288062 Atomic-Scale Insights Into the Reactivity of Catalytically Important Pd/Cu Alloys

Wednesday, October 31, 2012: 3:15 PM
321 (Convention Center )
Matthew B. Boucher1, Branko Zugic1, Timothy Lawton2, April Jewel3, Georgios Kyriakou3, Charles Sykes4 and Maria Flytzani-Stephanopoulos1, (1)Chemical and Biological Engineering, Tufts University, Medford, MA, (2)Tufts University, (3)Tufts University, Medford, MA, (4)Department of Chemistry, Tufts University, Medford, MA

Atomic-scale Insights into the Reactivity of Catalytically Important Pd/Cu Alloys

Matthew B. Boucher1, Timothy J. Lawton2, April D. Jewell2,  George Kyriakou2, Maria Flytzani-Stephanopoulos1, E. Charles H. Sykes2

1 – Department of Chemical and Biological Engineering, Tufts University, 4 Colby Street, Medford, MA 02155, USA

2 – Department of Chemistry, Tufts University, 62 Talbot Avenue, Medford, MA 02155, USA


Understanding the atomic-scale surface structure of alloys is a crucial step on the path towards designing optimal heterogeneous catalysts. Here we have investigated the formation and the catalytic performance of Pd/Cu(111) alloys towards the decomposition of methanol. A range of alloy compositions has been tested, extending from single atom alloys (SAAs) to high coverage disordered alloy systems. The catalytic dehydrogenation of methanol was used as a probe reaction due to its great importance to the chemical industry and for energy transport. It comprises an elementary step in the steam reforming process and offers a potential source of hydrogen for fuel cells. It is also a promising method for producing water-free formaldehyde.


By means of high-resolution scanning tunneling microscopy (STM) we find that depending on the deposition temperature, alloying of Pd on Cu(111) can take place at the topmost layer (for relatively low sample temperatures ~ 350 K) or subsurface at higher sample temperature (~ 500 K). The effect is attributed to the hetero Pd-Cu bonds being stronger than homo Cu-Cu and Pd-Pd bonds and also to the steric repulsion between the larger Pd atoms. The alloy phase appears in the STM images as brims running across the step edges of the Cu(111) sample Figure 1(a) shows an atomic resolution STM image acquired after deposition of 0.01ML of Pd on the Cu(111) surface at 380 K. The bright protrusions indicate Pd atoms present as isolated monoatomic entities on the surface.1-3 In addition to brims increasing the surface coverage of Pd leads to the nucleation of islands.

○ ○ ○

DIRECTIONS:
a – According to the Pd/Cu alloy abstract, at roughly what sample temperature does Pd alloy with Cu(111) below the surface rather than at the topmost layer?
b – Write the next part of the Pd/Cu alloy abstract, picking up after its final sentence.

EXTRACTED DATA:
○ ○ ○

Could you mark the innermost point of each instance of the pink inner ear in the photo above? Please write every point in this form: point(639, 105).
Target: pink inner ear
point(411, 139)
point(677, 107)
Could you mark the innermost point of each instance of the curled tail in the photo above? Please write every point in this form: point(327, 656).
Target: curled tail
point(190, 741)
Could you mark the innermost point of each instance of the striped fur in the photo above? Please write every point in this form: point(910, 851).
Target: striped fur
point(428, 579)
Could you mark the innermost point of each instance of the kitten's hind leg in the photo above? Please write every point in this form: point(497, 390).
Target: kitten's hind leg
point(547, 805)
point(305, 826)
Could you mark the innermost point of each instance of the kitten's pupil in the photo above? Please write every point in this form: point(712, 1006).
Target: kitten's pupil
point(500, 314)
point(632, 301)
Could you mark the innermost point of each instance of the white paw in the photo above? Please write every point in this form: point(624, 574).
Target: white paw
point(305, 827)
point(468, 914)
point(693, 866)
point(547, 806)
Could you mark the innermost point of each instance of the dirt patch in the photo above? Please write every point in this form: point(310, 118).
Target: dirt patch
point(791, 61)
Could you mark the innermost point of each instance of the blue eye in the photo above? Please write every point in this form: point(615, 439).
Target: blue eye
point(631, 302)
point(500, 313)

○ ○ ○

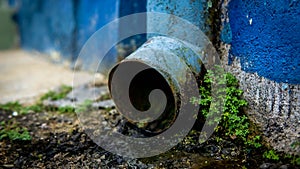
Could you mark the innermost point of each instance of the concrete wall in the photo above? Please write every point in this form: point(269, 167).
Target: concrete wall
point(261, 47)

○ ○ ○

PER-TASK OUTPUTS:
a – About 500 K.

b –
We have demonstrated that low- surface concentration Pd/Cu(111) alloys can act as efficient catalysts in the dehydrogenation of methanol. We suggest that Pd/Cu alloy dispersed catalyst can function in a similar way. Such measurements are currently in progress in our laboratories.


The financial support by the National Science Foundation CBET grant no. 0828666 is gratefully acknowledged. MF-S also acknowledges support from the U.S. Department of Energy, Basic Energy Sciences, under grant no. FG02-05ER15730.


1. D D. O. Bellisario, J. W. Han, H. L. Tierney, A. E. Baber, D. S. Sholl, E. C. H. Sykes, importance of kinetics in surface alloying: A comparison of the diffusion pathways of Pd and Ag atoms on Cu(111), J. Phys. Chem. C 113, 12863-12869 (2009)

2. H. L. Tierney, A. E. Baber and E. C. H. Sykes, Atomic-scale imaging and electronic structure determination of catalytic sites on Pd/Cu near surface alloys, J. Phys. Chem. C 113, 7246-7250 (2009)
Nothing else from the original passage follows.